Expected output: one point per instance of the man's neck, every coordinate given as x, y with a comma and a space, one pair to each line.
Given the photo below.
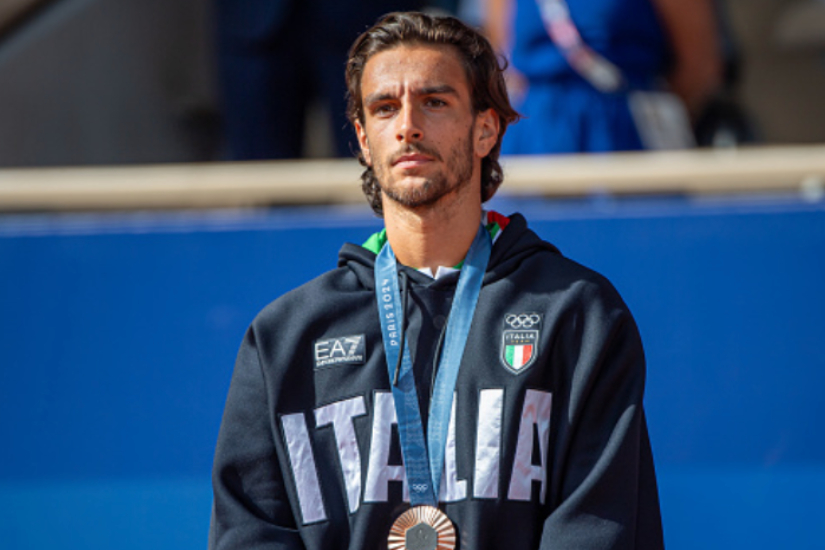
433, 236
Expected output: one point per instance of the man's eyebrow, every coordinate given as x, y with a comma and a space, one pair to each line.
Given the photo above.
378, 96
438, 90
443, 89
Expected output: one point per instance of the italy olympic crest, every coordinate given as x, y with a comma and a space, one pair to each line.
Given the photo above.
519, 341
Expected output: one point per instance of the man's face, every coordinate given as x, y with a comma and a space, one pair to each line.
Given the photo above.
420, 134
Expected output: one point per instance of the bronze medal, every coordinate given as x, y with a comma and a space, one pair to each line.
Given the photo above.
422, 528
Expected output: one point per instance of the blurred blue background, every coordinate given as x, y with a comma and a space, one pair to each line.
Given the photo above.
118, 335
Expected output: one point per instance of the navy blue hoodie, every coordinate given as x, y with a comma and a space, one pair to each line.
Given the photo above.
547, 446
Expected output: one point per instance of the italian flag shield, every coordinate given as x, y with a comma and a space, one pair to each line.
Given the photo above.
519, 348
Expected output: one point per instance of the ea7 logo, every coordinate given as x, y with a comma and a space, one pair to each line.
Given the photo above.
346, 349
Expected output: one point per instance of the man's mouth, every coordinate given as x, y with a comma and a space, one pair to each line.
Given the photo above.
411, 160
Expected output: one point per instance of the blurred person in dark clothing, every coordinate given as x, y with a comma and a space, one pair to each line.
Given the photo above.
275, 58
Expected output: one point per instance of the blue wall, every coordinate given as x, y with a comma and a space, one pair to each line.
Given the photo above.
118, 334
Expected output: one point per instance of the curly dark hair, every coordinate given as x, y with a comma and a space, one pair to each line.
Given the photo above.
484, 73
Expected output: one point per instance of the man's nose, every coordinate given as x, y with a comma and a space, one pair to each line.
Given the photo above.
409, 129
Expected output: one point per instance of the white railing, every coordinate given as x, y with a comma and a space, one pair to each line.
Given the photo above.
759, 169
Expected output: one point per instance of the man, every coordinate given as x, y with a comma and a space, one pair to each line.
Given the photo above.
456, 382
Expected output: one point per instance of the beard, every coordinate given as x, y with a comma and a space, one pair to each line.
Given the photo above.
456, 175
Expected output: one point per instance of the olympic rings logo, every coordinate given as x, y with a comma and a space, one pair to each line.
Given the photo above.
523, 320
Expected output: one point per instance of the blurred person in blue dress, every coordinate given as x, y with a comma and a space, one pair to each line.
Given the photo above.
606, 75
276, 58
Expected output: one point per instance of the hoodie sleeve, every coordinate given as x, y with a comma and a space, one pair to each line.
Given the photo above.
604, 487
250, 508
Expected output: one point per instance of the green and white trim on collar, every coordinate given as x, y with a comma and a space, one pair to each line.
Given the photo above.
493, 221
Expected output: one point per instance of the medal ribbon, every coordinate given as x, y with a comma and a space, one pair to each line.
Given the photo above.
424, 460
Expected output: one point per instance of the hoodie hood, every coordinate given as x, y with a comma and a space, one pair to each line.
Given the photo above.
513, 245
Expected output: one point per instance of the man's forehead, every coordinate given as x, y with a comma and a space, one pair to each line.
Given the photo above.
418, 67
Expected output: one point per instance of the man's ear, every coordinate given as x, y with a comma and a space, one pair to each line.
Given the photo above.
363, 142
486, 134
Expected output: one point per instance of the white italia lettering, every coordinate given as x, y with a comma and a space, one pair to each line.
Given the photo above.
*****
▶ **Exercise instructions**
Leave the pictures out and reproduce each record exactly as written.

▶ **Answer to this problem**
Expected output: one point per instance of the man's neck, every coordinate given as x, y with a comma and a space, one pair to each line.
Given the photo below.
433, 236
Expected output: one point per instance of the man's eyebrow, every coordinate given as x, y with a comma and a space, one pair to each line.
Given the photo above.
378, 96
438, 90
443, 89
Expected output: one point per instance of the italy olympic crest, every coordinate given as x, y with a comma and a space, one pair to each line.
Given the photo above.
519, 341
Expected output: one point per instance of the man's face, every coordinate given as x, y with a comma and a space, one pair to each line.
Given the photo above.
420, 134
Expected output: one point per instance of the bronze medal, every coordinate given as x, y with a comma and a space, one pair to each line.
Given the photo above.
422, 528
Expected output: one point per instance of the blurred blue background, every coordinate given as x, y with a comma and a space, one pair to each line.
Given the photo above.
118, 335
Expected output: one point per instance of the navy blue hoodie, every coordinate given as x, y with a comma and a space, one pair to each line.
Given the photo above.
547, 446
Expected output: one point per instance of the italian flag shield, every coordinate given as x, y with a comma and a space, one pair to each line.
Given the photo above.
519, 348
Expected output: one point per instance of the ea7 logo, every coordinate given as x, y with a comma and a space, one pair to each line.
Given the photo above.
346, 349
Expected output: one point per instance of the man's mouth, every coordinate given as x, y with a comma and a space, one pair to each line.
Given the photo above.
411, 160
Expected output: one point per instance of the blurred person in dark clothing, every coordinate given as x, y with a comma and a space, one pair to each line.
Given the photo above.
275, 58
Expected output: one point per instance of the blue wall, every coordinate given as x, y with a comma and a space, one pair to each line.
Given the photo above.
118, 334
Expected output: one point per instance of the curly dark hair, every coordinate given as x, y with a comma and a space, one pair to each line.
Given the photo above.
484, 73
Expected output: one point per instance of the man's nose, every coordinate given as x, y with a comma and a space, one pair to each line.
Given the photo above.
409, 129
Expected output: one point per instance of the white railing, every coordinate given as x, y with a comma and a space, one pair to each line.
Given the photo above.
759, 169
Expected output: one point per instance of the man, every coordinate given as x, y with a comma and a space, one pair to each line.
Given the photo above.
456, 382
Expected output: one point per instance of the beard, every coordinate given as x, y with a comma and a space, one pair to each line.
Given the photo above.
456, 175
Expected output: one point per instance of the olympic rings logo, every coordinate given as x, y with a comma and a space, one pair to each line.
Given the photo above.
523, 320
Expected output: one point per instance of the blurred person in blue dress, every coordinate given as x, y with a comma and a space, one pair to each line.
Given the photo above.
606, 75
276, 58
Expected output: one point per instance of the hoodie sleeve, every coordinate given as x, y with a comma and a space, one pair to each line.
Given the photo above.
604, 487
250, 508
Expected output: one point per instance of the green and white trim on collar, every coordinate given as x, y with a comma and a space, one pair to each line.
Given the photo above.
493, 221
Expected output: one point per instance of the medal ribbon, every coordinate given as x, y with a comma and a space, one pair to each line.
Given the photo above.
424, 460
Expected output: one point per instance of the hoodie hood, every coordinate given as x, y with a comma and a space, one pair to each line.
Given the photo above.
513, 245
Expected output: one point per instance of the man's forehead, every coordinate given as x, y with a comma and a space, one pair to each line.
Given the photo above.
418, 67
Expected output: one point per instance of the man's ear, every coordinate given as x, y with a comma and a space, one pair to each line.
Given the photo above.
363, 142
486, 134
Expected output: one point per instance of the white italia lettering, every coordinate given as x, y with a comma and a space, one pair to each line.
Given the photo above.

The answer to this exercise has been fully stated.